Your reply should hold every entry below exactly as written and none of the pictures.
**** Dataset extract
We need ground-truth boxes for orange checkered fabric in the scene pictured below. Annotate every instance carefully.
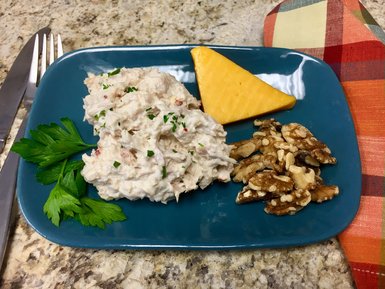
[264,1,385,288]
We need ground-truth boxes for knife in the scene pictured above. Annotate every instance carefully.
[0,26,51,154]
[0,28,48,270]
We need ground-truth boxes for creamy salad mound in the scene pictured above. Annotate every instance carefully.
[81,67,235,203]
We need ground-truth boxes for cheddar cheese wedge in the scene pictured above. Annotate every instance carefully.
[191,46,296,124]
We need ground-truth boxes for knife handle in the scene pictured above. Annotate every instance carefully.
[0,120,26,270]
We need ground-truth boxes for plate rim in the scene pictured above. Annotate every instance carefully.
[17,44,362,250]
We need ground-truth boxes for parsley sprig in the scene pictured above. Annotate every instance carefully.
[11,118,96,168]
[12,118,126,229]
[36,159,84,185]
[42,160,126,228]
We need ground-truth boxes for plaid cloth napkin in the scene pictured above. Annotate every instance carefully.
[264,1,385,288]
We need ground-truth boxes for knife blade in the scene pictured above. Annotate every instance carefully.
[0,26,51,154]
[0,28,48,270]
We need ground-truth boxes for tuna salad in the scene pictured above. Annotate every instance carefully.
[81,67,235,203]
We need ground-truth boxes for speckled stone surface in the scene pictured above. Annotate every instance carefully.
[0,1,384,288]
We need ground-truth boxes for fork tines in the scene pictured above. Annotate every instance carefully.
[30,33,63,86]
[39,34,63,81]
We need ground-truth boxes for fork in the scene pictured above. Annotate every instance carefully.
[0,33,63,270]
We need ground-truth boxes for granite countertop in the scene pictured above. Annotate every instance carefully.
[0,1,384,288]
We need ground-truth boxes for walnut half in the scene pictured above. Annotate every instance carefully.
[264,189,311,216]
[248,170,294,193]
[310,185,339,203]
[230,137,261,160]
[235,186,282,204]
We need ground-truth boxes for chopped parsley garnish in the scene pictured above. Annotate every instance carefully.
[163,112,175,123]
[172,149,177,153]
[198,143,204,147]
[107,68,121,77]
[189,150,194,155]
[161,166,168,179]
[102,84,111,90]
[164,112,186,133]
[146,107,158,120]
[94,110,106,121]
[147,114,157,120]
[113,161,121,168]
[124,86,138,93]
[171,121,177,132]
[147,150,154,157]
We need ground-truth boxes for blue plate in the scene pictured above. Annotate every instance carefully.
[17,45,361,249]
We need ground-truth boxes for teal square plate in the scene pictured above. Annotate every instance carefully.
[17,45,361,249]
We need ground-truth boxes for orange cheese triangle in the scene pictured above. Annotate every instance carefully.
[191,46,296,124]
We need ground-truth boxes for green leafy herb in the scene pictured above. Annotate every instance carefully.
[102,84,111,90]
[172,149,177,153]
[43,160,126,228]
[165,113,186,133]
[94,110,106,121]
[161,166,168,179]
[43,160,82,226]
[107,68,121,77]
[36,160,85,185]
[147,150,154,157]
[11,118,96,168]
[12,118,126,229]
[75,197,126,229]
[147,114,156,120]
[171,121,177,132]
[113,161,121,168]
[145,107,158,120]
[198,143,204,147]
[124,86,138,93]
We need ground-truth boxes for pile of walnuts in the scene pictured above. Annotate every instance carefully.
[230,119,339,215]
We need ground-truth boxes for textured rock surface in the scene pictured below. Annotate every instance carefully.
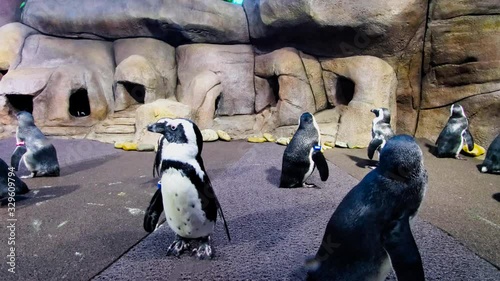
[134,99,193,146]
[0,35,114,127]
[418,0,500,146]
[113,38,176,111]
[255,48,315,126]
[21,0,249,44]
[244,0,427,57]
[0,0,22,27]
[0,23,37,71]
[321,56,398,147]
[176,44,255,116]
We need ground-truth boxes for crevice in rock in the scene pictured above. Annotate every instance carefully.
[266,75,280,105]
[6,94,33,113]
[335,76,355,106]
[214,94,222,116]
[422,88,500,110]
[69,88,91,117]
[119,81,146,103]
[437,12,500,21]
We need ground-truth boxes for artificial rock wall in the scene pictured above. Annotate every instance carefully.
[0,0,498,147]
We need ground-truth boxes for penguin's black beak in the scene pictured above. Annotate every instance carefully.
[370,109,375,113]
[147,123,165,134]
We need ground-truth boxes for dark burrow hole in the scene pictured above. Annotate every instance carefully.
[267,75,280,105]
[0,69,7,80]
[121,81,146,103]
[335,76,355,106]
[69,88,91,117]
[214,95,222,116]
[6,94,33,113]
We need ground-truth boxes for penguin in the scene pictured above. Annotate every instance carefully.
[12,111,60,177]
[368,108,395,160]
[143,118,230,259]
[435,104,474,159]
[480,134,500,174]
[306,135,427,281]
[0,158,29,200]
[279,112,329,188]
********
Answer to this exercise:
We need ground-truth boxes for orange checkered fabric in the scene pictured below. Annotate every instance carefully.
[264,1,385,288]
We need ground-truth boxes for knife in the scene pictured above. Annotate every instance carefully.
[0,26,51,154]
[0,28,48,270]
We need ground-truth boxes for creamy salad mound in the scene pictured above. Annotate every instance carefully.
[81,67,235,203]
We need ground-truth boxes for cheddar cheese wedge in the scene pictured above. Annotate every instance carefully.
[191,46,296,124]
We need ground-truth boxes for knife handle in the scene pictured above. Annotate every instance carefully.
[0,120,26,270]
We need ground-truth boxes for plate rim in the scene pictured above. Annotate every instance carefully.
[17,44,362,250]
We need ground-truth boxes for parsley sprig in the scene pictured above. Annotate every instance carefully.
[11,118,96,168]
[12,118,126,229]
[36,159,84,185]
[42,160,126,228]
We need ground-truth boxes for plaid cloth napkin in the scene pictured above. Annotate every instance carefully.
[264,1,385,288]
We need ground-truth boxes for knife blade in the scene pictured above. Annotate every instance carefully.
[0,26,51,154]
[0,28,48,270]
We need ground-truth boxes for tuna salad in the scene pictured above. Annotate every instance carefully.
[81,67,235,203]
We need ground-truth boxes for speckled stone surface in the scene pictured above. Annotate every instance carefully.
[0,1,384,288]
We need ground-truth boxes for fork tines in the scene pictured above. Annotate every instance carefully.
[30,33,63,86]
[39,34,63,81]
We need ground-truth boxes for fork in the scene pictured above. Annotate every instance carefully.
[0,33,63,270]
We need ground-truth boxes for granite countertop in the scene pictured above. Annotate every instance carefully.
[0,1,384,288]
We need ground-truth boxes for walnut half in the scene pictured above. Annotate every instance carefully.
[264,189,311,216]
[248,170,294,193]
[310,185,339,203]
[230,137,261,160]
[235,186,282,204]
We need ground-truth boxes for chopped parsley garnish in the scene pictured above. Annotate every instance carefully.
[163,112,175,123]
[172,149,177,153]
[198,143,204,147]
[107,68,121,77]
[189,150,194,155]
[161,166,168,179]
[102,84,111,90]
[164,112,186,133]
[146,107,158,120]
[94,110,106,121]
[147,114,157,120]
[113,161,121,168]
[124,86,138,93]
[171,121,177,132]
[147,150,154,157]
We need ground-truth boxes for blue plate in the scene pictured above. Annotate every instance carefully.
[17,45,361,249]
We need ground-truth boxes for teal square plate in the scene pictured above. Annotate every instance carefully.
[17,45,361,249]
We need ground-truth boxes for orange cheese triangle in the scene pictured above. Annotate every instance carefully.
[191,46,296,124]
We need ground-truth boxes for green leafy herb in the scene pictured above. Annotate every instance carefully.
[102,84,111,90]
[172,149,177,153]
[43,160,126,228]
[165,113,186,133]
[94,110,106,121]
[161,166,168,179]
[43,160,82,226]
[107,68,121,77]
[36,160,85,185]
[147,150,154,157]
[11,118,96,168]
[12,118,126,229]
[75,197,126,229]
[147,114,156,120]
[171,121,177,132]
[113,161,121,168]
[145,107,158,120]
[198,143,204,147]
[124,86,138,93]
We need ground-truth boxes for pile of walnuts in the scene pictured above. Annotate every instance carefully.
[230,119,339,215]
We need ground-truth boxes for textured rock surface in the scene pictured below. Annotate every instance carefully.
[134,99,193,146]
[0,35,114,127]
[418,0,500,146]
[113,38,176,111]
[255,48,315,126]
[21,0,249,44]
[244,0,427,57]
[0,0,22,27]
[0,23,37,71]
[321,56,398,147]
[176,44,255,116]
We need ground-truth boxes for crevice in rock in the scene pictured above. Annotate every instance carefully.
[266,75,280,105]
[6,94,33,113]
[335,76,355,106]
[214,94,222,116]
[422,88,500,110]
[69,88,91,117]
[119,81,146,103]
[437,12,500,21]
We need ground-truth boxes for artificial rock wall in the scene pictured above. Annotate every instance carefully.
[0,0,498,147]
We need ground-truth boxes for penguin's black beak in the scene pictured above. Annotate every instance carefully.
[370,109,375,113]
[147,123,165,134]
We need ground-truth boxes for dark burrow hole in the scene pictured above. Annotate every instance carefully.
[267,75,280,105]
[0,69,7,80]
[121,81,146,103]
[335,76,355,106]
[69,88,91,117]
[214,95,222,116]
[6,94,33,113]
We need ground-truth boxes for penguin in the scene pictured above. Annotate every instance carefully.
[12,111,60,177]
[368,108,395,160]
[143,118,230,259]
[435,104,474,159]
[480,134,500,174]
[306,135,427,281]
[0,158,29,200]
[279,112,329,188]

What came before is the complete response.